What is expected. Write out each line of the listing as it stands, without the images.

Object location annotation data
☆ ☆ ☆

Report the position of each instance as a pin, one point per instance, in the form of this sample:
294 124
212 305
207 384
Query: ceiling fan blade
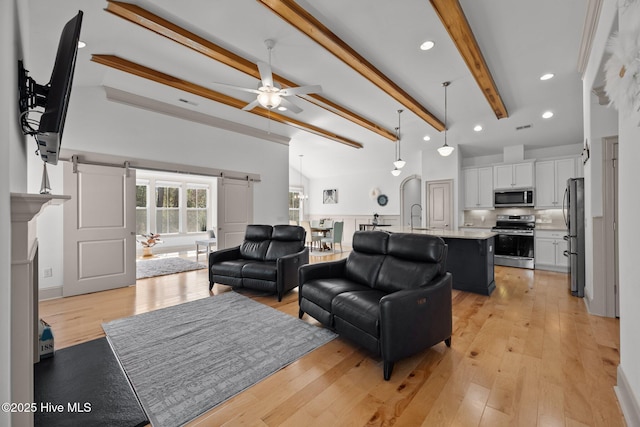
265 74
289 105
251 105
244 89
300 90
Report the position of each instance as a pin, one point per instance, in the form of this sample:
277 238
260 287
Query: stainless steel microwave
513 198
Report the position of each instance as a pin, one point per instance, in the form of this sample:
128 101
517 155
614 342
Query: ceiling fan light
269 99
445 150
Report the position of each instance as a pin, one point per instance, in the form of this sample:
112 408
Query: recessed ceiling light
427 45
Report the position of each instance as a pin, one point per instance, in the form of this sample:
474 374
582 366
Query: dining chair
311 237
336 235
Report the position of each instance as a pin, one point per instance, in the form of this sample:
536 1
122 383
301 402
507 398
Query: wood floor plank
528 355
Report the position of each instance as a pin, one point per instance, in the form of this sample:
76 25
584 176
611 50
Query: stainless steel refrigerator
573 209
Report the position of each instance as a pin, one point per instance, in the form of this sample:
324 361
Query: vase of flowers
148 241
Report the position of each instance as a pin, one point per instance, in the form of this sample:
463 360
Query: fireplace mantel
26 206
24 295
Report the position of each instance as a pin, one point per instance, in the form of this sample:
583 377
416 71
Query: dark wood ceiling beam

☆ ☆ ☆

Output for this exercise.
Report the position of each instance as a pin, one point per instance, in the form of this sample:
294 124
212 305
207 384
Query: ceiling fan blade
265 74
289 105
251 105
244 89
300 90
Report the position of each instance as a pin, one point per instance, in the form of this sample:
277 238
260 287
Query: stainless steel microwave
513 198
Report the position of each instance as a pin, one point per instance, in the form of this sample:
128 101
517 155
614 342
Query: ceiling fan light
269 99
445 150
Report the position of each instance as a pin, one point per instance, in the form of this sample:
112 408
Query: recessed ceiling light
427 45
Report the position of each instance as a pin, one point per instance, in the form of this sample:
474 374
582 366
Query: dining chair
311 237
336 235
Report the position of each instance as a pin, one point per instance, in the form of this sample:
536 1
122 383
301 402
507 398
Query: wood floor plank
528 355
Report the position of each instance as a pin, one point per instance, in the form of this sample:
76 25
584 176
611 50
Query: stainless steel refrigerator
573 209
Report the position of each instance as a pin, one point per instance, in the form of this sample:
324 361
Query: vase of flowers
148 241
Report the position of each instance as a pin, one point per instance, in the form of this sample:
463 360
Query: fireplace mantel
26 206
24 295
Report the position of each instance as a pin, one point per instance, in the form of this sample:
583 377
416 71
Query: dark wood ceiling beam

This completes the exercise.